Work to be completed =
Turn everything in the material below, from the line containing "Task: pick out pyramid base" down to the line containing "<point>642,624</point>", both included, into a Markdown table with the columns Number and Line. Leave out any blank lines.

Recorded information =
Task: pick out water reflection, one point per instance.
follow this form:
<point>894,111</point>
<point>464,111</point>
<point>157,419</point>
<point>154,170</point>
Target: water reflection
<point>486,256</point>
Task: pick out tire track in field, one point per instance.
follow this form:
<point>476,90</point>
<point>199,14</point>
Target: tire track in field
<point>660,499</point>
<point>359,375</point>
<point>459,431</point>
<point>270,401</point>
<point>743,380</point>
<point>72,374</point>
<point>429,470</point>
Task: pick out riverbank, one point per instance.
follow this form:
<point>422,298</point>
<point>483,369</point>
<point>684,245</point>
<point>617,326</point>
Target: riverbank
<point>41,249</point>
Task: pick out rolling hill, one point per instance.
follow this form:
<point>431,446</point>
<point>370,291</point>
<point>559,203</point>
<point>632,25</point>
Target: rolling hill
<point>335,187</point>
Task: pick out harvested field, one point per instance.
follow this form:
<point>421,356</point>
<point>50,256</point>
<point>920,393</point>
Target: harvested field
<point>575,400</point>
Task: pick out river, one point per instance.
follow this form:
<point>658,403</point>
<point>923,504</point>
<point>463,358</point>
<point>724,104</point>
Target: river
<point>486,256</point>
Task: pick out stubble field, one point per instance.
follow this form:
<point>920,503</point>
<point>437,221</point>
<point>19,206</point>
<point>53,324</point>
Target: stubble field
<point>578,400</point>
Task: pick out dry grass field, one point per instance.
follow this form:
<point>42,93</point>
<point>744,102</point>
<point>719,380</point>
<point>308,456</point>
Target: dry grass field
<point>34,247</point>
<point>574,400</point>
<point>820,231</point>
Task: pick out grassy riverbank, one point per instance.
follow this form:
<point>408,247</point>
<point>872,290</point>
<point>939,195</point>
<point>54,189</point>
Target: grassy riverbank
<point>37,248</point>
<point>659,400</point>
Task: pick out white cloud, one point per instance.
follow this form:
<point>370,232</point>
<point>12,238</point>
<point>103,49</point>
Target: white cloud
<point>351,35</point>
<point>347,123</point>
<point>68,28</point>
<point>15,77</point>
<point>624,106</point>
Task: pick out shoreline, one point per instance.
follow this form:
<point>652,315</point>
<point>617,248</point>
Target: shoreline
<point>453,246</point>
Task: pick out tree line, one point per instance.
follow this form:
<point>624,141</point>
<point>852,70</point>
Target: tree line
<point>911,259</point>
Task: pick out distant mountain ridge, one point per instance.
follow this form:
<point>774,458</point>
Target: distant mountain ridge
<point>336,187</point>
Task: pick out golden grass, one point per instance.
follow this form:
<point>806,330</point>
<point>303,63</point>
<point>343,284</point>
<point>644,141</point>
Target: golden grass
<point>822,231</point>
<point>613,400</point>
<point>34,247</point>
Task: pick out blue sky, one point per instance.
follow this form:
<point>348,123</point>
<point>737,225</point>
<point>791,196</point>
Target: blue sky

...

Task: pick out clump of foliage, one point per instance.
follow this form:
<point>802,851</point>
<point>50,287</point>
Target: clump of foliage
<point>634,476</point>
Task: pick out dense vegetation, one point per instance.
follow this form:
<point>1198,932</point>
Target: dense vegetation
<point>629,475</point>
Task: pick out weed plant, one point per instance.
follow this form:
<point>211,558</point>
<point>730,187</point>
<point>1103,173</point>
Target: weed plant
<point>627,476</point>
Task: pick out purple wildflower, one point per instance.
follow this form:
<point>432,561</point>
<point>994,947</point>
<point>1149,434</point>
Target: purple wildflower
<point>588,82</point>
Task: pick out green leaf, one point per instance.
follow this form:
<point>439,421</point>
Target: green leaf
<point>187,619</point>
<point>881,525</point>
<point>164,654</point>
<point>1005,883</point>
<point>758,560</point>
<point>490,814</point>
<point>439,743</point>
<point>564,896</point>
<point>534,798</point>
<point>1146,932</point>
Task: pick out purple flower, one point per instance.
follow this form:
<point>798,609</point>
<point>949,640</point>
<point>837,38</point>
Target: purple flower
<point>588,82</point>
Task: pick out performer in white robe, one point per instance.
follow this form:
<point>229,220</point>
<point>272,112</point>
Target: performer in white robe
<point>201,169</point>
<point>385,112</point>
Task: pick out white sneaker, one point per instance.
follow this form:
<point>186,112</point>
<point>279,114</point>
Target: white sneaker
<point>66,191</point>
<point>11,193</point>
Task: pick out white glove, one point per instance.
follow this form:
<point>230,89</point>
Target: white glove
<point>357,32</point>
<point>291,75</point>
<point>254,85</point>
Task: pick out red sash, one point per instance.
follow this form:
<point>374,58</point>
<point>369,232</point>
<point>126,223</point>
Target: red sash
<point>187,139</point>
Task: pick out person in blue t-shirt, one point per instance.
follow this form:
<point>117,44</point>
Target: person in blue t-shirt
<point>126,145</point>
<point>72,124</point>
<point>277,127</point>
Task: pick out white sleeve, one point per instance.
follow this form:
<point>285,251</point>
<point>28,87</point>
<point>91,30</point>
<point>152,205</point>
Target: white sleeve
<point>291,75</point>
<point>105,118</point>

--

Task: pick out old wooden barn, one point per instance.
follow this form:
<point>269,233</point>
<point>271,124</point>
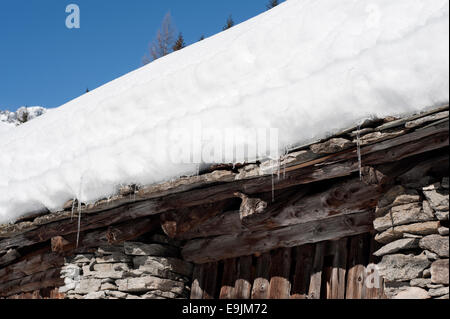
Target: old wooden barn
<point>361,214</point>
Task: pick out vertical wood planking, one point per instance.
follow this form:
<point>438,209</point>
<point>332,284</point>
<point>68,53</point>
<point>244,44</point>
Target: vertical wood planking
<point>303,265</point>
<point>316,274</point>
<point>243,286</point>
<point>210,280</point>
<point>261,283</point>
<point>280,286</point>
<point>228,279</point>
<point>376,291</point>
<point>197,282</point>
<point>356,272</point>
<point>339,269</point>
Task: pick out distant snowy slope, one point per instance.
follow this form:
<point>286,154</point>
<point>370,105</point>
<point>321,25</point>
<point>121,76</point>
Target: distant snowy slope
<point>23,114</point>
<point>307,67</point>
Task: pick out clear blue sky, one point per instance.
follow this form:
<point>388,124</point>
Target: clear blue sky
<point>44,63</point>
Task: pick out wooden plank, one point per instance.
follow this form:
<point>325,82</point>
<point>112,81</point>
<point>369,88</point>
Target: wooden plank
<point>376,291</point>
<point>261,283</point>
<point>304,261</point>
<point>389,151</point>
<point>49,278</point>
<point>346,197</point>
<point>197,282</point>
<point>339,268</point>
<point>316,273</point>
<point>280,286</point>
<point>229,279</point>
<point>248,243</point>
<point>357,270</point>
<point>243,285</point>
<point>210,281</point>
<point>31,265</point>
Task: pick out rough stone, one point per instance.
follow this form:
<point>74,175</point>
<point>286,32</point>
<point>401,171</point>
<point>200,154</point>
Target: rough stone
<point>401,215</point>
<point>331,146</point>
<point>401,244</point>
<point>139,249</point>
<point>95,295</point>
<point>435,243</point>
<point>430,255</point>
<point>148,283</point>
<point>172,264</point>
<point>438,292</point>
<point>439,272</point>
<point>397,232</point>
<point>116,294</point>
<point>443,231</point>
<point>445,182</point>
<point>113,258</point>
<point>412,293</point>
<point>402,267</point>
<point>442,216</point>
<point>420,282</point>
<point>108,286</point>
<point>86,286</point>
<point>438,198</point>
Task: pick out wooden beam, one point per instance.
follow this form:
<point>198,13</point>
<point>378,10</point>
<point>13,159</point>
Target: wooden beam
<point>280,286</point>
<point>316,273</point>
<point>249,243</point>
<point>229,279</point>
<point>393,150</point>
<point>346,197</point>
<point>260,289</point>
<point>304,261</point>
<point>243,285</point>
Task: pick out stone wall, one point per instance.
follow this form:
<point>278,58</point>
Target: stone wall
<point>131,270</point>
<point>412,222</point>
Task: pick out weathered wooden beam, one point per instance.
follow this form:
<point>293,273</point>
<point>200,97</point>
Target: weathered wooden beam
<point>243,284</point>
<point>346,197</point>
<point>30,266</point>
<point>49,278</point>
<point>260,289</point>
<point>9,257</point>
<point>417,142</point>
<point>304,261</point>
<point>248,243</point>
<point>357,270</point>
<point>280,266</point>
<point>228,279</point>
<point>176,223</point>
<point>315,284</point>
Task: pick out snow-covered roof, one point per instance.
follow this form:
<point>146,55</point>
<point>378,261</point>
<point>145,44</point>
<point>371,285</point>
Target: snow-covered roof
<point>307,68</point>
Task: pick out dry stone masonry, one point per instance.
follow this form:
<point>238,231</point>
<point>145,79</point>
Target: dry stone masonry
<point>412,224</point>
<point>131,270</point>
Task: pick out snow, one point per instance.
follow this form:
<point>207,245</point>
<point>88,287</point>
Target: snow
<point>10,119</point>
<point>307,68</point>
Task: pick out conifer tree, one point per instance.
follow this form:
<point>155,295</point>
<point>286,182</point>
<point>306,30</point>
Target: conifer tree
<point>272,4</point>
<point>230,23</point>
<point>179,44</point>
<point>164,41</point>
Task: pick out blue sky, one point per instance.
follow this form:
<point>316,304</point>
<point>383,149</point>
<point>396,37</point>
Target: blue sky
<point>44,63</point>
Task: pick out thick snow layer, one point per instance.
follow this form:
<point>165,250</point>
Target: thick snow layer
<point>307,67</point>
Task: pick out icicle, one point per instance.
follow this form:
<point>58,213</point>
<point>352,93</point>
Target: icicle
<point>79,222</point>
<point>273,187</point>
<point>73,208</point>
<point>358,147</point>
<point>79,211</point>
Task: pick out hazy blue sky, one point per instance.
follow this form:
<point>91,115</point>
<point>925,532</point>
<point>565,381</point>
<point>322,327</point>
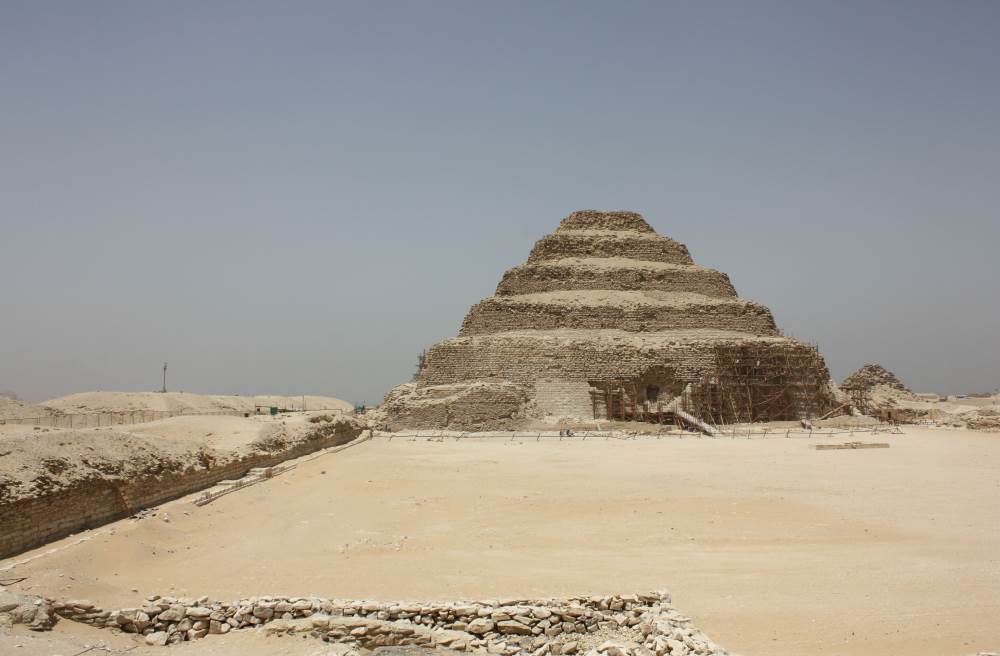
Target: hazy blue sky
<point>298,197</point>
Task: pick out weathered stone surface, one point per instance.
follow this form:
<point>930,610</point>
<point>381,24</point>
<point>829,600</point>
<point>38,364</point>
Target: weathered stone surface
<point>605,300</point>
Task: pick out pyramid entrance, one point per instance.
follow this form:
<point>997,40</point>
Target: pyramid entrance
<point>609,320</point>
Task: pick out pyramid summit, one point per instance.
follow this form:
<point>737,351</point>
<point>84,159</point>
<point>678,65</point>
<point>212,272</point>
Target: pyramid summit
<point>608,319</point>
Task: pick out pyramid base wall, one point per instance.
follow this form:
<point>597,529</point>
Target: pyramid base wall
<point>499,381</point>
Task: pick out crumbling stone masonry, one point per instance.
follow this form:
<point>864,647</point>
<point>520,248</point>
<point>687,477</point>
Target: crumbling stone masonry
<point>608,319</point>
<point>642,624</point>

Reply =
| Number | Line |
|---|---|
| 1 | Task: pick out pyramid base wall, one point per instance. |
| 2 | follow this form: |
| 3 | <point>597,529</point> |
| 4 | Target: pyramid base wall |
| 5 | <point>499,381</point> |
| 6 | Task: pick out crumbling stone masonry, one point per instance. |
| 7 | follow this form: |
| 8 | <point>864,647</point> |
| 9 | <point>520,248</point> |
| 10 | <point>687,477</point> |
| 11 | Target: crumbling stone masonry |
| 12 | <point>608,319</point> |
| 13 | <point>642,624</point> |